SELECTED TEXT:
On another note, I saw Over the Rhine at the Old Town School of Folk Music Saturday night in Lincoln Square (Chicago).  I went with my friends Teresa and Jeff.  OTR has done this show several years in a row.  This is my third time in four years, and each time has been better.  Over the Rhine, named after a hardscrabble neighborhood of Cincinnati, is the husband-wife duo of Linford Detweiler and Karin Bergquist (plus a bassist and percussionist). Their romantic and musical chemistry, their extremely tight performance and songwriting, and their onstage rapport with the audience, is matched only by the sheer decency and humanity they bring with them as people and musicians.

They plan on recording two new records this year: "The Farm," about their experiences of life from a pre-Civil War farmhouse in rural Ohio where they have sunk down their roots; and "Blood Oranges in the Snow," yet another Christmas record which they define as "reality Christmas" music.  I cannot wait to hear these new records.  I wish I had taken notes at the concert, because some of their new songs are simply amazing, and the lyrics are extraordinary.

I know of few songwriters producing work of such depth and nuance; or with such subtle, respectful reverence for the beauties, complexities and muddiness of life, all wrapped in a soft mantle of the gentle hope for redemption.  They get better and better. One critic calls their work "love songs for grown-ups."  I met Karin and Linford at the Glen Workshop, sponsored by Image Journal, in July 2008, when I was fortunate enough to be in their five-day songwriting session.  That experience is a large part of the reason my latest records, this blog, and my website exists. If you haven't checked out their work, I encourage you to do so.  You will not be disappointed.  My personal favorite is their latest album, The Long Surrender.

GOAL A:
Repeat the concert review word for word, everything from "I know of few" down to "The Long Surrender.".
The concert review and the entries after it are separate, unrelated material.

LISTED RECORDS:
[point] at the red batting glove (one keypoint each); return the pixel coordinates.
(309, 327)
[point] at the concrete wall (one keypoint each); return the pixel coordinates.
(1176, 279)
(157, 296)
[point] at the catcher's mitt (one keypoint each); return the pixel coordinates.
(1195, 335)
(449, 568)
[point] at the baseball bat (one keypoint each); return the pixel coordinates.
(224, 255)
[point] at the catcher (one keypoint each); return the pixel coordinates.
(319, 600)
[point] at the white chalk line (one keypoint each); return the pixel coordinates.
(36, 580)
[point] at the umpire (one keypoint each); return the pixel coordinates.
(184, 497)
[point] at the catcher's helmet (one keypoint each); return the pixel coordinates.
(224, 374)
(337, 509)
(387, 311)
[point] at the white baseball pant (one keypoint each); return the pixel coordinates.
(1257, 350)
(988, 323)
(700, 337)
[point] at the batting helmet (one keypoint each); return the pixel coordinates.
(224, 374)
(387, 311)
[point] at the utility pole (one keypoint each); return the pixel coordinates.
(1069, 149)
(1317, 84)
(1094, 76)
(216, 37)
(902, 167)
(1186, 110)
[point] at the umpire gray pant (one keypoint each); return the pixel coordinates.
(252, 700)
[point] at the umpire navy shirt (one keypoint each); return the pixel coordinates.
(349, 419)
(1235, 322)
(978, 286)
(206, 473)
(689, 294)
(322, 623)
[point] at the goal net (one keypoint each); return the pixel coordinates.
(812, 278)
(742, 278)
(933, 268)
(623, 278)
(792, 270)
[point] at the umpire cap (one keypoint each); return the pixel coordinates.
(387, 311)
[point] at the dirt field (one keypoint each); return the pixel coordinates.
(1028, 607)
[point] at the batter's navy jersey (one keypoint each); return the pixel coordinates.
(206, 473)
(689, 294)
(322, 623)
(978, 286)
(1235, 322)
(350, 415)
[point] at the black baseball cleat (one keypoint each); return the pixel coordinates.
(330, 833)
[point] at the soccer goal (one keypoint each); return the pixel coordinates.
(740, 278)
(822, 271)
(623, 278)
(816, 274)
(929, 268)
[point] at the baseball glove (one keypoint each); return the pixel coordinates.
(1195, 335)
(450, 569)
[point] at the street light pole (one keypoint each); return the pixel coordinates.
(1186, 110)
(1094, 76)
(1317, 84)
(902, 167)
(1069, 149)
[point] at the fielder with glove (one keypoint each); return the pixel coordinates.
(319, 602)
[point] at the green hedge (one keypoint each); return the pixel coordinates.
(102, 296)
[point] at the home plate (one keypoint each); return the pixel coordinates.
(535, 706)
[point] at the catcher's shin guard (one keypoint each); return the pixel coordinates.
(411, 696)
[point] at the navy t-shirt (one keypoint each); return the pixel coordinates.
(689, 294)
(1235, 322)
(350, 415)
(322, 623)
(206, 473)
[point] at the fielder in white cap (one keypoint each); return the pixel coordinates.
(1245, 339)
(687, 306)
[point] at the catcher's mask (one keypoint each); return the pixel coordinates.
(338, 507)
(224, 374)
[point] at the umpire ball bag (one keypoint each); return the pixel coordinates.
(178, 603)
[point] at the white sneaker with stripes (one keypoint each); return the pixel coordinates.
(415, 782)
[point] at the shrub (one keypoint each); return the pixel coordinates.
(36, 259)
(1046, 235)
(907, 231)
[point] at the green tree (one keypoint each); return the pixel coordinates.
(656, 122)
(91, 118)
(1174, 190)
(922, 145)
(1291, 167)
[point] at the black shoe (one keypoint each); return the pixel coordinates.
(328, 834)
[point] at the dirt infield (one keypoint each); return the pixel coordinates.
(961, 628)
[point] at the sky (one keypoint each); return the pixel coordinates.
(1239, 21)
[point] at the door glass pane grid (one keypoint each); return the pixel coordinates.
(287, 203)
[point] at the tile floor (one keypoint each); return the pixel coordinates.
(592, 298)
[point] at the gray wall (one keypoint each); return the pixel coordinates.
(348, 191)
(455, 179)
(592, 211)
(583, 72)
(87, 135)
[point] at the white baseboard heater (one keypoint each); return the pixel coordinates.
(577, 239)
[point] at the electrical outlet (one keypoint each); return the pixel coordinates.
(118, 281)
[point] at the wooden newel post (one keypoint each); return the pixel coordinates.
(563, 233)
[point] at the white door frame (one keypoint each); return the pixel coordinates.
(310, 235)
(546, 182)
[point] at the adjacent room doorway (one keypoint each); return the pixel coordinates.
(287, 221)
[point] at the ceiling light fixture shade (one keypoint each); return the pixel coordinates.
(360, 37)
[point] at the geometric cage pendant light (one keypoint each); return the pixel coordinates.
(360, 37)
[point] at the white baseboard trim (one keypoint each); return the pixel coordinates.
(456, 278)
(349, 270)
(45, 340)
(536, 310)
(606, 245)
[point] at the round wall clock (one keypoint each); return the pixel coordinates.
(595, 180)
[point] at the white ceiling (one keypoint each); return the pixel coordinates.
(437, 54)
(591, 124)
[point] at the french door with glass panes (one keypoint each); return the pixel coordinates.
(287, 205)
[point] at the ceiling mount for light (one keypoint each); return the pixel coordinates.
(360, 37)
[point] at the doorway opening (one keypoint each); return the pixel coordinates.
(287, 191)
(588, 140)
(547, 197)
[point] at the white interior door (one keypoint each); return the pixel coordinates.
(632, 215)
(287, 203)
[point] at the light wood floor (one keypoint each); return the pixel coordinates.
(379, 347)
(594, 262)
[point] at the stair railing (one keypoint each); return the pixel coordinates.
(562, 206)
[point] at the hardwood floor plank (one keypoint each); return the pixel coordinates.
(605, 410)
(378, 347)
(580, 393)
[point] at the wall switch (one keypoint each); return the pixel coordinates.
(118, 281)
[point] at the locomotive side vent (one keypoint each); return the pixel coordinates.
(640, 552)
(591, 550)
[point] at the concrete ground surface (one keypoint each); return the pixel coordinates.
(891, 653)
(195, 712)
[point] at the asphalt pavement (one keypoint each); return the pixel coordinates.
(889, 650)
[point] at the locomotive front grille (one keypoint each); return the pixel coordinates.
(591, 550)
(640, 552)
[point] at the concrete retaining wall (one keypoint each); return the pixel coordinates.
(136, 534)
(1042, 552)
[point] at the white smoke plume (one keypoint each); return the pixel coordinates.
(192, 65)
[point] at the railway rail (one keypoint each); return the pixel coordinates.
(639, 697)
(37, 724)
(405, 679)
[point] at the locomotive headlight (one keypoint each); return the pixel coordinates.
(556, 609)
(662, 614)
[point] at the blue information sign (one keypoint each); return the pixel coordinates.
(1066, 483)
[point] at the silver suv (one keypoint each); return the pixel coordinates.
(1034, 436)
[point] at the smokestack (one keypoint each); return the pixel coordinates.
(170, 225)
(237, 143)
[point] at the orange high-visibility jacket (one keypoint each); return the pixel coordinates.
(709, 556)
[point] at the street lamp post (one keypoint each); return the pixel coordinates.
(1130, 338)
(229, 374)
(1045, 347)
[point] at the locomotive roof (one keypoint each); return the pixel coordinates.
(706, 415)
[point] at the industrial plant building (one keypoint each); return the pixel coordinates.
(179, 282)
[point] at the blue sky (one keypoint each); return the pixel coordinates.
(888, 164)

GOAL B:
In the entries, substitute "cloudless sky" for "blue sky" in everything from the line containing "[point] at the industrial" down to the final entry, keeping all else unchanged. Return only those lines.

FULL SOLUTION A:
I know of few songwriters producing work of such depth and nuance; or with such subtle, respectful reverence for the beauties, complexities and muddiness of life, all wrapped in a soft mantle of the gentle hope for redemption.  They get better and better. One critic calls their work "love songs for grown-ups."  I met Karin and Linford at the Glen Workshop, sponsored by Image Journal, in July 2008, when I was fortunate enough to be in their five-day songwriting session.  That experience is a large part of the reason my latest records, this blog, and my website exists. If you haven't checked out their work, I encourage you to do so.  You will not be disappointed.  My personal favorite is their latest album, The Long Surrender.

FULL SOLUTION B:
[point] at the industrial plant building (one keypoint each); return the pixel coordinates.
(179, 282)
[point] at the cloudless sky (one keypoint each); return the pixel coordinates.
(888, 164)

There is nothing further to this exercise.